=== Section Start ===

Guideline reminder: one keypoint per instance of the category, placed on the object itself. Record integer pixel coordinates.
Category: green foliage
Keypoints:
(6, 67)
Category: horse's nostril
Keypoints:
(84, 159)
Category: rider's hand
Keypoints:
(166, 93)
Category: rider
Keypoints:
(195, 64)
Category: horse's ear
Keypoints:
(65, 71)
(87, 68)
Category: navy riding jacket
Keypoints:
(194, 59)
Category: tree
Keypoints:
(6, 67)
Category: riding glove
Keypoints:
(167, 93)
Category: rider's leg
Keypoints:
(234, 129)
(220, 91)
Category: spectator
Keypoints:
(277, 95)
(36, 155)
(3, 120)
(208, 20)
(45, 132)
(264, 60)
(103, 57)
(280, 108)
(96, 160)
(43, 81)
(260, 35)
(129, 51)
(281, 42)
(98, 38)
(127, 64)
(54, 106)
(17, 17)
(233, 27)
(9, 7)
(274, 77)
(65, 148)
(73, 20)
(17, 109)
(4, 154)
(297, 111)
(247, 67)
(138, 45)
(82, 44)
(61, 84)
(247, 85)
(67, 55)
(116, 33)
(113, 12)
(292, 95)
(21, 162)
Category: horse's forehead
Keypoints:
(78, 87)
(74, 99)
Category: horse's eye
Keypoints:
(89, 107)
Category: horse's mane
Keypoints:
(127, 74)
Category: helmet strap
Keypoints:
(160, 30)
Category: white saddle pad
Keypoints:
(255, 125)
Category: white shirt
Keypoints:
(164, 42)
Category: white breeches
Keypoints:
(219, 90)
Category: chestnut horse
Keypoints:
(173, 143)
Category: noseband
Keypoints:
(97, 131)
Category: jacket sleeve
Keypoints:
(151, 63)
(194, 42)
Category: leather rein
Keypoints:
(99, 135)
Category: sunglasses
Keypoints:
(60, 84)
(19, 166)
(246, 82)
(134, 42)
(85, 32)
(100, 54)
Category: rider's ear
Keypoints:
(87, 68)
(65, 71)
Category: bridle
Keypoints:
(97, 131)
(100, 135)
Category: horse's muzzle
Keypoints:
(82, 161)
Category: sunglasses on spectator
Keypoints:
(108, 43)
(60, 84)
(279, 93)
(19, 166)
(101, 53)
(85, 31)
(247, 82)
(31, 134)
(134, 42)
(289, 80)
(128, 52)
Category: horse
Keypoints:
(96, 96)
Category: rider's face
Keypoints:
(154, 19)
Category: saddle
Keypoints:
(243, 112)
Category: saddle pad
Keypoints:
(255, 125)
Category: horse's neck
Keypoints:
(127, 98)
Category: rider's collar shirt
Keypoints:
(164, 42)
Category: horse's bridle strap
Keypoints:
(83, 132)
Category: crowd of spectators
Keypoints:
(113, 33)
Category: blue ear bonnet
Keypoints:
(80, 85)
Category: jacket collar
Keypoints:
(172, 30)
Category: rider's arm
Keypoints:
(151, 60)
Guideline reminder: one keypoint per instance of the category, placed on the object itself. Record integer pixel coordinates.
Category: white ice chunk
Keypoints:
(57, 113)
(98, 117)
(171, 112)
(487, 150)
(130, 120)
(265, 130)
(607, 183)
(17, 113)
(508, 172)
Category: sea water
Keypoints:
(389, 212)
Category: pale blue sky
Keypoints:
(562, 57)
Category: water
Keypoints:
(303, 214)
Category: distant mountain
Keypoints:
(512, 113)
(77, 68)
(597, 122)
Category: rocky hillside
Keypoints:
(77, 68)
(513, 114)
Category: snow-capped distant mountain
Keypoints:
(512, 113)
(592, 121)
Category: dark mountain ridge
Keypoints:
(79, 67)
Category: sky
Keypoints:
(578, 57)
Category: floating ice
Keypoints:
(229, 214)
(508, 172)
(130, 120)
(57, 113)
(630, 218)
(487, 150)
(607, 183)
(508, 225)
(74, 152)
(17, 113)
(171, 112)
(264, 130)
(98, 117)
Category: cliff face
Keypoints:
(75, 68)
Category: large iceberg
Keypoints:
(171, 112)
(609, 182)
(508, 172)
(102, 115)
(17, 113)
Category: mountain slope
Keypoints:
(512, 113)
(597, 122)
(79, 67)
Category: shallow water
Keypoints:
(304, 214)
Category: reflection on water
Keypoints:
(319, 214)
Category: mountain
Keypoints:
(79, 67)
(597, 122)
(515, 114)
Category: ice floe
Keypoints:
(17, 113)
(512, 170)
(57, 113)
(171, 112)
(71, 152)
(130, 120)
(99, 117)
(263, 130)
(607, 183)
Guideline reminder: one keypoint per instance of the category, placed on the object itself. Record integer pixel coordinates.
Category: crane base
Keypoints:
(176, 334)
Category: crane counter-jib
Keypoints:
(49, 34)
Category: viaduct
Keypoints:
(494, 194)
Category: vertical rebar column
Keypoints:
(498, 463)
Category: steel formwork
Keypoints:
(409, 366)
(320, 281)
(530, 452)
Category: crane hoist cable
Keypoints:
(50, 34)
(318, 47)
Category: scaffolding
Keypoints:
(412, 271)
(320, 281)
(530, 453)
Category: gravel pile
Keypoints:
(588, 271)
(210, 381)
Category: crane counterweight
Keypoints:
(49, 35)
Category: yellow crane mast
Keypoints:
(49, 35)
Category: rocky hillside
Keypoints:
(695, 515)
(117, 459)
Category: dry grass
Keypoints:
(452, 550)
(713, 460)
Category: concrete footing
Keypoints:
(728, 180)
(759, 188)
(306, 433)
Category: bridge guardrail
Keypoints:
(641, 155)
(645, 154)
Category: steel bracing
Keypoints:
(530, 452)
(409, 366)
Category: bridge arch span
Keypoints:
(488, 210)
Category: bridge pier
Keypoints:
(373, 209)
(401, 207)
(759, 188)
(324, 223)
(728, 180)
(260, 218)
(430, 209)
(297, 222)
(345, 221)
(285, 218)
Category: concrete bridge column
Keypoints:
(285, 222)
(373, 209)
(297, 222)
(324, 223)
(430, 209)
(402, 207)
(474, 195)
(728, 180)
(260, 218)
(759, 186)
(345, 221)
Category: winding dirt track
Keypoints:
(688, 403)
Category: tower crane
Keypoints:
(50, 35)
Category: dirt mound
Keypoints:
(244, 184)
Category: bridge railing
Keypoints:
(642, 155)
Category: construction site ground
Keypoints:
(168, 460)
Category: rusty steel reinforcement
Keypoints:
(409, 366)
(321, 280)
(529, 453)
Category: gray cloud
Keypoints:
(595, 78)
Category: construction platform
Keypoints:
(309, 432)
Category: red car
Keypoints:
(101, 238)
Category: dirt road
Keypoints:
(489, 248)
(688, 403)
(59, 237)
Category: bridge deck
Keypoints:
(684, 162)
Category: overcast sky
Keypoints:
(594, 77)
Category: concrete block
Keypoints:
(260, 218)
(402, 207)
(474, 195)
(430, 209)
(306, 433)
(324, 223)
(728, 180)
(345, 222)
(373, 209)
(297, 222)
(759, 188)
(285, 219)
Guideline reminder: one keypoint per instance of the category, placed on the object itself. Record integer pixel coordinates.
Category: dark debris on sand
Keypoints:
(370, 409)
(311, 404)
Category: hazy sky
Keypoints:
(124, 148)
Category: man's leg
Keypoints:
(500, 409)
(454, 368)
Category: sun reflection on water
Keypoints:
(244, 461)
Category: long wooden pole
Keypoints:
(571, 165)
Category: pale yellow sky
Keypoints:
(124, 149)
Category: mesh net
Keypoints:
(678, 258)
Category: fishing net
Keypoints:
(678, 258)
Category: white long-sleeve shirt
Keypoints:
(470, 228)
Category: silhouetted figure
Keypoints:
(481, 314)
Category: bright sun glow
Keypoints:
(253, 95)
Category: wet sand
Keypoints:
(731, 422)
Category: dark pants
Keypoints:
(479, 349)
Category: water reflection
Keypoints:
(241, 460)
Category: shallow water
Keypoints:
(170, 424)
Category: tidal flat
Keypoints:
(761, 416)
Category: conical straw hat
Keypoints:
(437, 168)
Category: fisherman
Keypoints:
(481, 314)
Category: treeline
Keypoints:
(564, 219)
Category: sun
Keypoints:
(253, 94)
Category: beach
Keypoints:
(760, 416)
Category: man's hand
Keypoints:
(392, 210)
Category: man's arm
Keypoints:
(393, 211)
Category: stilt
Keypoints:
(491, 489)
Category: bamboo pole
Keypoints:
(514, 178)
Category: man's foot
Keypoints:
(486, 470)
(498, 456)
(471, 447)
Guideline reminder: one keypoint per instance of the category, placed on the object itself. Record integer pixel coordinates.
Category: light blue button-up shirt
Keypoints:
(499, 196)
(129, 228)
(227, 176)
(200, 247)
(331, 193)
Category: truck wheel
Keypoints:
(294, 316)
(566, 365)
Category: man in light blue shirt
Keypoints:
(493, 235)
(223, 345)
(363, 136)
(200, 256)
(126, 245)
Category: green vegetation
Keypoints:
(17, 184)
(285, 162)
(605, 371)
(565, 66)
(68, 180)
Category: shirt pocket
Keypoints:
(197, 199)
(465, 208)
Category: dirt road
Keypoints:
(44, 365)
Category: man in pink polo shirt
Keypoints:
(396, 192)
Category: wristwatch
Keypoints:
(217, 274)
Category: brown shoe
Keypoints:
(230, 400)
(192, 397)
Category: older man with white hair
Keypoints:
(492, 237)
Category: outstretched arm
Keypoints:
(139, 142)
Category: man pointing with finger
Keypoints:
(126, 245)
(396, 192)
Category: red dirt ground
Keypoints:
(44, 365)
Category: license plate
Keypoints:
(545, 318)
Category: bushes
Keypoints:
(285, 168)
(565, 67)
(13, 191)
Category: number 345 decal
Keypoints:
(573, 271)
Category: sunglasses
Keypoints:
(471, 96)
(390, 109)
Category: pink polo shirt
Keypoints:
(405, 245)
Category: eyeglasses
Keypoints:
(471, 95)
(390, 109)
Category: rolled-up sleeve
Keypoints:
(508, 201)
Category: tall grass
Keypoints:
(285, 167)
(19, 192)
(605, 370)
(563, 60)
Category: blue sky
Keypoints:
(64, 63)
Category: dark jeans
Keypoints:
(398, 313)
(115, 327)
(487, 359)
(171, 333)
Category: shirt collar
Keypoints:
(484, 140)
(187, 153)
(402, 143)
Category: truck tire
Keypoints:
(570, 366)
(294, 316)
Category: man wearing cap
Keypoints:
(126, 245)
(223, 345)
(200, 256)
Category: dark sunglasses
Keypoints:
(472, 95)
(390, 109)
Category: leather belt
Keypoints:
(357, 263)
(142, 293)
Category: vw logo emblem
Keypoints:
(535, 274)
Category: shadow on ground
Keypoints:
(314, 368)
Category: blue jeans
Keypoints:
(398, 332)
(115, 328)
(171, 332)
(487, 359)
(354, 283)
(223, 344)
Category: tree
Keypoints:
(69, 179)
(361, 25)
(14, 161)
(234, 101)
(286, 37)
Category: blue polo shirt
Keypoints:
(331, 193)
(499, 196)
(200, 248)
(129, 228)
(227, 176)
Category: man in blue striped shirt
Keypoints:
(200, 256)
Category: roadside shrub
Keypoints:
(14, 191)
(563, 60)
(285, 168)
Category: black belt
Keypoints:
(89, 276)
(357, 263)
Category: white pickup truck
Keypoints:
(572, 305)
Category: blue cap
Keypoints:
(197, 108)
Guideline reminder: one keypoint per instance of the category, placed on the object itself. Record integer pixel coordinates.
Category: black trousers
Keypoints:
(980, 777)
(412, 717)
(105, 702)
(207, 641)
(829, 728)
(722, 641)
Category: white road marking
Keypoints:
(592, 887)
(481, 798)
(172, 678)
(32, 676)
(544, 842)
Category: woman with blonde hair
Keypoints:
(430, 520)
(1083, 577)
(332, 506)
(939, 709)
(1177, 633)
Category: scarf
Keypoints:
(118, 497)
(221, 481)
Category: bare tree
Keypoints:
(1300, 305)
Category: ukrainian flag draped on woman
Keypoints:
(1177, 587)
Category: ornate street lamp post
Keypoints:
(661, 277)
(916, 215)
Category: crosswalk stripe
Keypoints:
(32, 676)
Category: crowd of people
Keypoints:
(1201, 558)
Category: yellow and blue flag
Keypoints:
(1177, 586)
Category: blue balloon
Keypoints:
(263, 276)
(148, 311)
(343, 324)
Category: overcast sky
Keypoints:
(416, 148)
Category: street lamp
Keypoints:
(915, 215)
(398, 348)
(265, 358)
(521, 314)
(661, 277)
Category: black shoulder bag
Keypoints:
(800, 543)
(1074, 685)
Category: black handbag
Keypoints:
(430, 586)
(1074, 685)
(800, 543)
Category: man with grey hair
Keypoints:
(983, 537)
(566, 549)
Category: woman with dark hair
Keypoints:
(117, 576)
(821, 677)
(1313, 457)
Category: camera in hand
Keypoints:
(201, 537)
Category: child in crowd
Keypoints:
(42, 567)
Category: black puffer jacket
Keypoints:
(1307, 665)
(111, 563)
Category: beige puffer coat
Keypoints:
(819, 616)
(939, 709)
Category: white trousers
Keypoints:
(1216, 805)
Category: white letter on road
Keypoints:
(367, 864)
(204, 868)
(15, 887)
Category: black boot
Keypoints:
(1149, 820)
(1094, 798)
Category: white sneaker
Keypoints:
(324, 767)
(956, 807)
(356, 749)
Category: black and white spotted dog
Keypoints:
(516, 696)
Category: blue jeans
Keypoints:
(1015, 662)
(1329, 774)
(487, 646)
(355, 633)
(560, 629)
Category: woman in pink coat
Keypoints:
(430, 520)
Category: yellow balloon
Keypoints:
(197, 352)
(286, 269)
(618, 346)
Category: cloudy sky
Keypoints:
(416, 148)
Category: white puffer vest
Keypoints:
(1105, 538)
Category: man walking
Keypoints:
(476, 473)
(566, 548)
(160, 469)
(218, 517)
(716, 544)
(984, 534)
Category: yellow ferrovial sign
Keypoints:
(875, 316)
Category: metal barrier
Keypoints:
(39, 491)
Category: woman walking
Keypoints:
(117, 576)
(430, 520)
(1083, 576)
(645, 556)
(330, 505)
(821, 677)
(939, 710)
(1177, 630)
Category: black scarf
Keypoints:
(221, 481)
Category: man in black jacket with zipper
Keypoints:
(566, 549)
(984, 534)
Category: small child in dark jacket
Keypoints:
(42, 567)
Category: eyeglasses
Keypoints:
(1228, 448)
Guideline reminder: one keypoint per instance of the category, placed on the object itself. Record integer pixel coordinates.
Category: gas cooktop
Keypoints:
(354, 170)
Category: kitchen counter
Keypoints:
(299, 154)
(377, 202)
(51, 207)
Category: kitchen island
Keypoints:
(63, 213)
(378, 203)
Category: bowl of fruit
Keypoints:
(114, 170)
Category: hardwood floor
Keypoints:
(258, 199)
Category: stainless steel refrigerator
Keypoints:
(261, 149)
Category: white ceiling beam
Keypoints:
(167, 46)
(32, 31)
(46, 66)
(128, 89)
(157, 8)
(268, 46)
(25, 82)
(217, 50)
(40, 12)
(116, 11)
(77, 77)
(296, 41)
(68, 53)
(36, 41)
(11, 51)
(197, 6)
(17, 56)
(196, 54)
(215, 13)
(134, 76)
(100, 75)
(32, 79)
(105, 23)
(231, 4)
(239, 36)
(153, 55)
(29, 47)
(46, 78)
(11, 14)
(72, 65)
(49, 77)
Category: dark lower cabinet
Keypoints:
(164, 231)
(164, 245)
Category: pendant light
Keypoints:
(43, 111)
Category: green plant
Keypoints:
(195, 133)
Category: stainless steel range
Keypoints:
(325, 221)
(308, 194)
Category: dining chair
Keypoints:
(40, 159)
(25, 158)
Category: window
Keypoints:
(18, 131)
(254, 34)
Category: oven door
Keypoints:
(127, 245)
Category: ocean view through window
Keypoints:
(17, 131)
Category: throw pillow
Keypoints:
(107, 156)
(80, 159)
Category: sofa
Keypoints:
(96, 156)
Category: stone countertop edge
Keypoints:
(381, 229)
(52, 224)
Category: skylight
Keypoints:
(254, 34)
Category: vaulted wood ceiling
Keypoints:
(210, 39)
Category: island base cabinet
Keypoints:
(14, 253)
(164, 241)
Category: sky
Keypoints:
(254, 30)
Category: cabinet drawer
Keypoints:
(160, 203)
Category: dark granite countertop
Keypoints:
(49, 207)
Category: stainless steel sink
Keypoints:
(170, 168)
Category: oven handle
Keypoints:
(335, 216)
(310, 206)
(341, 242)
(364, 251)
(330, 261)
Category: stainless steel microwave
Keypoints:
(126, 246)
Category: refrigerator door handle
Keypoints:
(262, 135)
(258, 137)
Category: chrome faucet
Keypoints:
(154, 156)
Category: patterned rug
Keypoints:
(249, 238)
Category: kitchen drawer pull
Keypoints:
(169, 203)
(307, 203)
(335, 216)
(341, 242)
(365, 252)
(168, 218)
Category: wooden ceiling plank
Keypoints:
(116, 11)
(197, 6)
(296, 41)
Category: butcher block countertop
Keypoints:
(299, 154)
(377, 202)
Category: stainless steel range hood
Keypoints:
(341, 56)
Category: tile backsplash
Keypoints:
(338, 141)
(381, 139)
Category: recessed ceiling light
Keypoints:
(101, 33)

=== Section End ===

◆ TO DO
Provide the number of lines in the entries above on which the string "riding" is found, and no other text.

◆ RESPONSE FOR THIS EXERCISE
2